> _EXERCISE TASKS_
[a] List every person named in the passage on Crawley's essay.
[b] Retype the passage on Crawley's essay from "The world will" up to and including "is maximum combustion.".
[c] Extend the passage on Crawley's essay, picking up after its final sentence.

SUPPLIED PASSAGE: Begin

After reading Ashton Crawley’s “Held in the Vestibule,” I told myself, Self, you need to go meet with some professors to figure out what this human is doing so you know how to find more of it. This is as precise as I can be about what’s happening here: He weaves together an economic understanding of the Body–which bodies, what they’re good for, what they are wonderfully “useless” for, how they can be a living rejection of capitalism–with theologically informed takes on the connective tissue between blackpentecostalism and blackqueerness, namely a flagrant, exultant embrace of excess, the fully fleshed body, and the kind of performance you can lose yourself in.

I am reminded in the recesses of my queer little heart that what I most deeply desire is perfectly aligned with my fullest self-expression. Needs and wants are not so different in the queer, queer heart when the world anathematizes my desire, for my self, for my body, for other. But let’s not overaggregate our data here. I want to appreciate the very specifically Blackqueer context, audience, and authorship at the center of this paper, with this great line: “…to riff on Hortense Spillers, that if the black church did not have us, we would have to be invented.”

The world will not be all right without queerness. Both for the fact of us and what it means when the world tries to scrub queerness from its face. And blackqueerness offers something singular because of its convergence of identities that share in exile, non-normativity, strangeness…two ways of being set against the world by the world and yet they “mutually constitute” in an “affectional set of intensities.” Double self-love in the face of impossibility is maximum combustion.

Crawley offers an invitation, I think, for everyone to participate at some level: “To practice directing as excess is to attempt to approach radical humility. It feels like a lot to relinquish manhood and masculinity for the joy of the unknown.”

Racialization and capitalism are working double time, in an ensemble, to deny the value of the economic zero of flamboyance. Crawley, with the work of Sylvia Wynter, offers an antidote in the form of Ceremony, based in queerspace and queertime, that rejects hierarchy and the impulse to purify and taxonomize.

SUPPLIED PASSAGE: End
DATA SECTION: Begin

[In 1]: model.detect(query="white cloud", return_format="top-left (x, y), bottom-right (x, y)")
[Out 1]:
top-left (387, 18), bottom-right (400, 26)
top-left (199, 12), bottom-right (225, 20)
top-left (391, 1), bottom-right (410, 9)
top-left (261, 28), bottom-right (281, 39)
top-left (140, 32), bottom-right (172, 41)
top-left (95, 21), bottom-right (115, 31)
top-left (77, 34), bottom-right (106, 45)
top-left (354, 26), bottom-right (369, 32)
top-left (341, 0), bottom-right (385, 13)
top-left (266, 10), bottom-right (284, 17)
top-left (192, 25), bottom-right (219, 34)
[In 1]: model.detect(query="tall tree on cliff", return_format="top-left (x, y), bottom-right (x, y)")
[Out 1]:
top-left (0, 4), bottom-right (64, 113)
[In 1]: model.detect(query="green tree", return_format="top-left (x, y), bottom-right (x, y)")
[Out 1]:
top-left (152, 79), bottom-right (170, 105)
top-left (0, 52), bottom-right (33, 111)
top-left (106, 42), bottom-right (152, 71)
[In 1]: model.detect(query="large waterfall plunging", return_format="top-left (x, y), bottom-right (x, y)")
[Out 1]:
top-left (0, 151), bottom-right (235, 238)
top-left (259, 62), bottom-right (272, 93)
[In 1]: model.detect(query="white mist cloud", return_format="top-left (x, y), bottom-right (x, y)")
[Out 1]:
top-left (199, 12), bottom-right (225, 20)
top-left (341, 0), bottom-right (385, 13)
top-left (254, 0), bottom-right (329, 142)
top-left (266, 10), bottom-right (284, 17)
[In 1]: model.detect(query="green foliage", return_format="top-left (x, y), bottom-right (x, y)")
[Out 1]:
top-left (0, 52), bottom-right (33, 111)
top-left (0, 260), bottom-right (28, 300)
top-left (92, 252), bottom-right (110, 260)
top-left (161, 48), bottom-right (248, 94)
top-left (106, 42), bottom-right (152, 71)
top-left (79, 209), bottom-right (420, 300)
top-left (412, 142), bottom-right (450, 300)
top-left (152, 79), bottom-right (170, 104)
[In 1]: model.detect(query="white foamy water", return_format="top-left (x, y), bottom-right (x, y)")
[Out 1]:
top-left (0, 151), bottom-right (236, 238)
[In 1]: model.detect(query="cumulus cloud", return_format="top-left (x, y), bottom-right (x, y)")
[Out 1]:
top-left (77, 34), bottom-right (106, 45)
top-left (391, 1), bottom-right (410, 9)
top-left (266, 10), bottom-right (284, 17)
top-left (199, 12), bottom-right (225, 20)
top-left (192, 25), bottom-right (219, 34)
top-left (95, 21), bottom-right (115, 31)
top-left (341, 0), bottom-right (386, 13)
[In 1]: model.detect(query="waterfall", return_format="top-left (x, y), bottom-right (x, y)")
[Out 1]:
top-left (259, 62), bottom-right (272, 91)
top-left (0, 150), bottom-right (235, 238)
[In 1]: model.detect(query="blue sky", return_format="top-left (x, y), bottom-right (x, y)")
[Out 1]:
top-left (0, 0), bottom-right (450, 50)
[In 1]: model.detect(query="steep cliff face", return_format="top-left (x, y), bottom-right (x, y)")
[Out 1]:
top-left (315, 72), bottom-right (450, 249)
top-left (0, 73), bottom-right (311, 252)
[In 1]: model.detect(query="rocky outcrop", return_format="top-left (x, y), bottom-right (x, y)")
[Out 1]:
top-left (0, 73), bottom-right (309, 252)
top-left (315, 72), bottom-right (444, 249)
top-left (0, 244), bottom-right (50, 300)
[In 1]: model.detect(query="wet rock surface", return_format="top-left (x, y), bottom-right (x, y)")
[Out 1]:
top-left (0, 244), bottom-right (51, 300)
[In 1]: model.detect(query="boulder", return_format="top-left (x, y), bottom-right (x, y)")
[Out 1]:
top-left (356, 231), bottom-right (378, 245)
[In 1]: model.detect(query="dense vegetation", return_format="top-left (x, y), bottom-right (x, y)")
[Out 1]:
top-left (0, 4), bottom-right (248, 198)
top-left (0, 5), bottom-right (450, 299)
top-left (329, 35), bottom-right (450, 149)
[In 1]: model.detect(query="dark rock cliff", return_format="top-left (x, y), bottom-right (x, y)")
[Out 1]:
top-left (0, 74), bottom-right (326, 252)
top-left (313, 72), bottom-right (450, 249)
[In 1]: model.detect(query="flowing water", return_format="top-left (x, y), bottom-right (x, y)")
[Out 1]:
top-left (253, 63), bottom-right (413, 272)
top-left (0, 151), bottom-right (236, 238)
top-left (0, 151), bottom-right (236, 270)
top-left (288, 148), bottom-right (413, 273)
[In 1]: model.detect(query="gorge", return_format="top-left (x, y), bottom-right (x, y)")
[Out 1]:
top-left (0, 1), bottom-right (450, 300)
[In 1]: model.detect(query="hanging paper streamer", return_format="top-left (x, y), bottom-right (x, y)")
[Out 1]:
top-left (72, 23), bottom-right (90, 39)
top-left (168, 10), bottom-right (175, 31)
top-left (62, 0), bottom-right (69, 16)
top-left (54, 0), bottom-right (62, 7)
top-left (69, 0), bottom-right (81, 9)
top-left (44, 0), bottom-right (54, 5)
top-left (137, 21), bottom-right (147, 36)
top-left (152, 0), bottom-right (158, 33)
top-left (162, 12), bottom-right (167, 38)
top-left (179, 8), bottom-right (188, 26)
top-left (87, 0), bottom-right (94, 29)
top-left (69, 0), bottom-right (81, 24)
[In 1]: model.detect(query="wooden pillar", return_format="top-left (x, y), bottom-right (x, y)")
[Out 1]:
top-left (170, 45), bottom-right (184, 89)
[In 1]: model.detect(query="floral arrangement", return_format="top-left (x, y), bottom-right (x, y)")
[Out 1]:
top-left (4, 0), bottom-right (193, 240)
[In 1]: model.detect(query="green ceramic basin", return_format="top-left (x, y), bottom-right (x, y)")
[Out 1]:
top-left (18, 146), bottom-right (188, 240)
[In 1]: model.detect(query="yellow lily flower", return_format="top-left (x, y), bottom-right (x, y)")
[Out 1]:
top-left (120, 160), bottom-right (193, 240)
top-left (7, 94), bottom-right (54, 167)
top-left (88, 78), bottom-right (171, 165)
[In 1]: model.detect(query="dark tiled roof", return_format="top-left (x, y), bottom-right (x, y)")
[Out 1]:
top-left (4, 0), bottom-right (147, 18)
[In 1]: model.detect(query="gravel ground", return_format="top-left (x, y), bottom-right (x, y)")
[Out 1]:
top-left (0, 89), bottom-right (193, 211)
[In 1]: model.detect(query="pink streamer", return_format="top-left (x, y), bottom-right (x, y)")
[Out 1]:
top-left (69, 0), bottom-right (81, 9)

DATA SECTION: End

> _TASK-BY-TASK RESULTS_
[a] Ashton Crawley, Hortense Spillers, Sylvia Wynter

[b]
The world will not be all right without queerness. Both for the fact of us and what it means when the world tries to scrub queerness from its face. And blackqueerness offers something singular because of its convergence of identities that share in exile, non-normativity, strangeness…two ways of being set against the world by the world and yet they “mutually constitute” in an “affectional set of intensities.” Double self-love in the face of impossibility is maximum combustion.

[c]
That is what my heart needs this weekend. That the talks and small groups and social events will be transformative and engaging is a given at this point. I most fervently desire for the consummate experience to lift up and out and down and around in collective exuberance, like one big improvisational performance, that reminds me of the spiritual potency of queerness, of blackqueerness, of otherwise, and to be in communion with others as we witness and create that together.

 

Method in Theology

James Baldwin tells us to do our first works over. That’s the theme of this year’s all school conference and a call to which Amaryah Shaye Armstrong references as fundamental in “Thinking Practice: Method, Pedagogy, Power and the Question of a Black Queer Theology.” Thankfully, I have been forced to do my first works over at YDS when confronted by the sheer abundance of life and faith which have met me in the minds and bodies of my black and queer friends.

Armstrong writes that the point of doing our first works over is “to make our words more adequate to our realities and imaginations of life, death and God.” It is truth-telling with regard to our history and our selves. The truth of my reality and its relationship with death is that I too am near death – the death of the “we” and the “us” and the “our” in Armstrong’s article – death at my hands. I have been socialized for and inhabit white, male, heterosexual, cisgender, Christian identities. My social and imaginative world has given me and continues to offer the same thing it has for centuries: power and security (corrupt power and false security; it remains the goal nevertheless). It is still mine for the receiving.

Given these difficulties articulated by Armstrong, what is my role in ongoing theological discourse and imagination? How do I participate in or facilitate Christian theological discourse capable “of funding a black queer theological imagination” or which “does justice to the black social world and imagination that black life and death witnesses to?”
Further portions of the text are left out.